Objective: Find "Exercise. Identify every instance of the hoodie" in the material below, then copy that line and every subsequent line to the end, exactly.

----- Supplied information -----

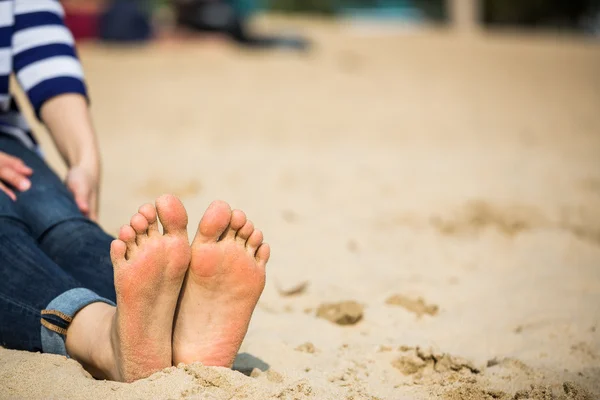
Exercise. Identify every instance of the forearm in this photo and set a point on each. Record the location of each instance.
(68, 119)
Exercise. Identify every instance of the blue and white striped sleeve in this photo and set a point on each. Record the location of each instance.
(45, 61)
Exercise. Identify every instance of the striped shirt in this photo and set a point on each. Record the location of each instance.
(39, 50)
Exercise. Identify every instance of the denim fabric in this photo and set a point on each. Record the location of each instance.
(47, 248)
(63, 308)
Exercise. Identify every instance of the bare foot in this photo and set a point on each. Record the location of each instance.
(133, 340)
(222, 286)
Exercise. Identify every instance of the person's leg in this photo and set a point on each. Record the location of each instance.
(37, 298)
(70, 239)
(125, 343)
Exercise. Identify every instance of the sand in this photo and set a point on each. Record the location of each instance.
(446, 187)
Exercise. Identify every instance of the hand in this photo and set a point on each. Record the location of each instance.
(15, 173)
(84, 184)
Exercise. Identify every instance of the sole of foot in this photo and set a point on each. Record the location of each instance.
(222, 286)
(134, 340)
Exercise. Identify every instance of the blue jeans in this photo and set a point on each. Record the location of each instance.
(53, 260)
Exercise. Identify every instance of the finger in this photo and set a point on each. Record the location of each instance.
(80, 200)
(23, 169)
(93, 213)
(8, 192)
(15, 179)
(15, 162)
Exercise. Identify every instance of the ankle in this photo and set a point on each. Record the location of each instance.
(89, 340)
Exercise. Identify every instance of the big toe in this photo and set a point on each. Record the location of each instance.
(172, 214)
(214, 222)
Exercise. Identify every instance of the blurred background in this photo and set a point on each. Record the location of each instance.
(181, 85)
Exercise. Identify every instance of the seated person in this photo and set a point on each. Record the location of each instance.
(123, 308)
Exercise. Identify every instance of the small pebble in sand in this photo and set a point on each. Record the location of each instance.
(342, 313)
(255, 373)
(293, 290)
(352, 246)
(274, 377)
(417, 306)
(307, 347)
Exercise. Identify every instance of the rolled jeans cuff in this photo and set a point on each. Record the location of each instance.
(58, 315)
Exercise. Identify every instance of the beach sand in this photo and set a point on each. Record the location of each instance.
(432, 202)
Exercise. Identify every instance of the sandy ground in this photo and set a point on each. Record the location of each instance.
(449, 186)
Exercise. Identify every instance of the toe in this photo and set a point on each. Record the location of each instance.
(139, 223)
(262, 255)
(245, 232)
(149, 212)
(172, 215)
(254, 241)
(238, 219)
(127, 235)
(214, 222)
(118, 248)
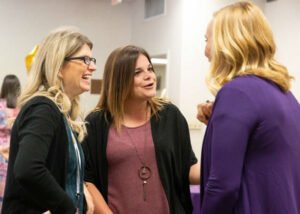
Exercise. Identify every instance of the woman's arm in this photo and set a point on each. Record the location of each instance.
(194, 176)
(89, 200)
(100, 205)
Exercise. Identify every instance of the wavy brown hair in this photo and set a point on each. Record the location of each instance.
(118, 82)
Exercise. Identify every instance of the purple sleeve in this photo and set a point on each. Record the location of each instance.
(233, 119)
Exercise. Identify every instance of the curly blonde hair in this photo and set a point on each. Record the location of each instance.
(43, 77)
(243, 44)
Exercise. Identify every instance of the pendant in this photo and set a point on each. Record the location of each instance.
(144, 174)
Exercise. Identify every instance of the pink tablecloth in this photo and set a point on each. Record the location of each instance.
(195, 193)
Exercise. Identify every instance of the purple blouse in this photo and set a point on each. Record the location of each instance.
(251, 151)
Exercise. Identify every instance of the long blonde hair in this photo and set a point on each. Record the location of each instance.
(43, 77)
(118, 82)
(243, 44)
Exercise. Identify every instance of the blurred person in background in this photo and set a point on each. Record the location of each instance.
(10, 91)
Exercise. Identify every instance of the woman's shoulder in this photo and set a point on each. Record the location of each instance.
(97, 115)
(41, 103)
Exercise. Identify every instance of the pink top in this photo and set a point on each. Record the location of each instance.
(126, 191)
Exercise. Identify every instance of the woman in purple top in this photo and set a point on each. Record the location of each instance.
(251, 149)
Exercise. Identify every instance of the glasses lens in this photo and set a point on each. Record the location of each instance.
(87, 60)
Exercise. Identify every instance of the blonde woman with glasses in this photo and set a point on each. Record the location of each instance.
(46, 162)
(251, 149)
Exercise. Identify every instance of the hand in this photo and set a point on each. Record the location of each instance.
(204, 111)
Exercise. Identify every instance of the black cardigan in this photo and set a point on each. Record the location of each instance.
(38, 161)
(173, 150)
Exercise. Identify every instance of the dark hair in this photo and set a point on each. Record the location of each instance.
(10, 90)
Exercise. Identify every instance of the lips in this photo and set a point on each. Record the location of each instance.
(86, 76)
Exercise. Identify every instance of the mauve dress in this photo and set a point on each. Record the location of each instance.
(251, 151)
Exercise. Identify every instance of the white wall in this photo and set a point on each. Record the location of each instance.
(26, 23)
(161, 35)
(284, 17)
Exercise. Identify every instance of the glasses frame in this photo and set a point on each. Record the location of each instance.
(86, 59)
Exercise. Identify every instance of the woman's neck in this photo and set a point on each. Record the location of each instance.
(136, 114)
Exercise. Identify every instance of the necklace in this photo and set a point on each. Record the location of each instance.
(144, 172)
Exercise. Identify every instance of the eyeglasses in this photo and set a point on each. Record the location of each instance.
(86, 59)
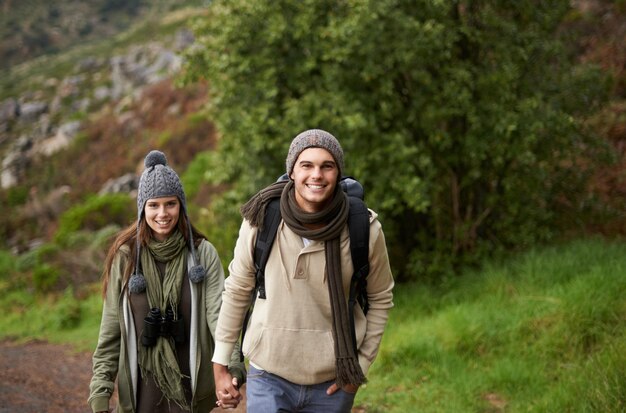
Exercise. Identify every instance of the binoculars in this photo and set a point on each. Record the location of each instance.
(156, 325)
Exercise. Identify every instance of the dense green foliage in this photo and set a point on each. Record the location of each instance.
(458, 116)
(542, 332)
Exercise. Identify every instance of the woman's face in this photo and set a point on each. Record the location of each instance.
(162, 215)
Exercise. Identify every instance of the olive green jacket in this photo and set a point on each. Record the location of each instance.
(116, 353)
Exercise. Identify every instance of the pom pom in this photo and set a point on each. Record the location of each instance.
(137, 283)
(155, 158)
(196, 274)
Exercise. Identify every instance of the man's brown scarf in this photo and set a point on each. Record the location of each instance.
(334, 217)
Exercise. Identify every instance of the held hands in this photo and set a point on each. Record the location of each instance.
(226, 388)
(348, 388)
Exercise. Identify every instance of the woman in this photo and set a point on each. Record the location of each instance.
(162, 289)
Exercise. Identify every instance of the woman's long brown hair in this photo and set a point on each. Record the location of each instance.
(128, 236)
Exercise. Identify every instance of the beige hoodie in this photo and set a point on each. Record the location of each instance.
(290, 332)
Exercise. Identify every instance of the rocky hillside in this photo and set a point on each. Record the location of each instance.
(80, 122)
(79, 110)
(37, 27)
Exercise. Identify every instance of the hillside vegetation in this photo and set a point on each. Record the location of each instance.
(542, 332)
(508, 307)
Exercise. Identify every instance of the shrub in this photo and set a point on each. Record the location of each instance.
(458, 117)
(95, 213)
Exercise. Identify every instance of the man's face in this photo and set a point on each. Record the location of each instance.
(315, 176)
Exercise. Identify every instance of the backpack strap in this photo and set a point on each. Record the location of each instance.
(262, 247)
(359, 227)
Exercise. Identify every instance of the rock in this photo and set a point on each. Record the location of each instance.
(31, 111)
(9, 109)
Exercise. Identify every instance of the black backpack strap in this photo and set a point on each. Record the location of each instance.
(359, 227)
(263, 245)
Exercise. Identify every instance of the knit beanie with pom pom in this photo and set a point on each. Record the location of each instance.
(314, 138)
(157, 181)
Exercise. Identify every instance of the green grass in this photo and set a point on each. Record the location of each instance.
(542, 332)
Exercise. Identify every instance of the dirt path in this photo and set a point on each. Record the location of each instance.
(42, 377)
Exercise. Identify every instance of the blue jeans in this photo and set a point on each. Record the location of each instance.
(267, 393)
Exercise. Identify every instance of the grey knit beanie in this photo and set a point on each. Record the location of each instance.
(157, 181)
(314, 138)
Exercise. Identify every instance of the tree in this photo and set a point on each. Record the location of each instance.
(458, 116)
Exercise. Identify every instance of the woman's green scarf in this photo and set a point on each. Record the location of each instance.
(159, 361)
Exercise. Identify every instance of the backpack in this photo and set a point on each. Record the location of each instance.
(359, 228)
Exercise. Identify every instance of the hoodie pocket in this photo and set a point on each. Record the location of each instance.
(301, 356)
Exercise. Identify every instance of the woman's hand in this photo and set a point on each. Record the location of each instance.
(348, 388)
(226, 387)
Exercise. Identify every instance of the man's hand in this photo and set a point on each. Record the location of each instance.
(348, 388)
(226, 387)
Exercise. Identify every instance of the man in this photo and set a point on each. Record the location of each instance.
(298, 340)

-----

Task answer:
Exercise. Identify every instance of the hoodie pocket in this photo and set a point on each. Record the location of each instance.
(301, 356)
Exercise. Identify every instance of the woman's hand in this photo and set a point on each. Record the location of each instance.
(348, 388)
(226, 387)
Exercise. Identify every instance of the man's hand in this photo and set a point on each. Record the location of each instance.
(348, 388)
(226, 387)
Exercise. Identify every instance of the man in this photo and set a point on each. Record the location of each instance.
(298, 340)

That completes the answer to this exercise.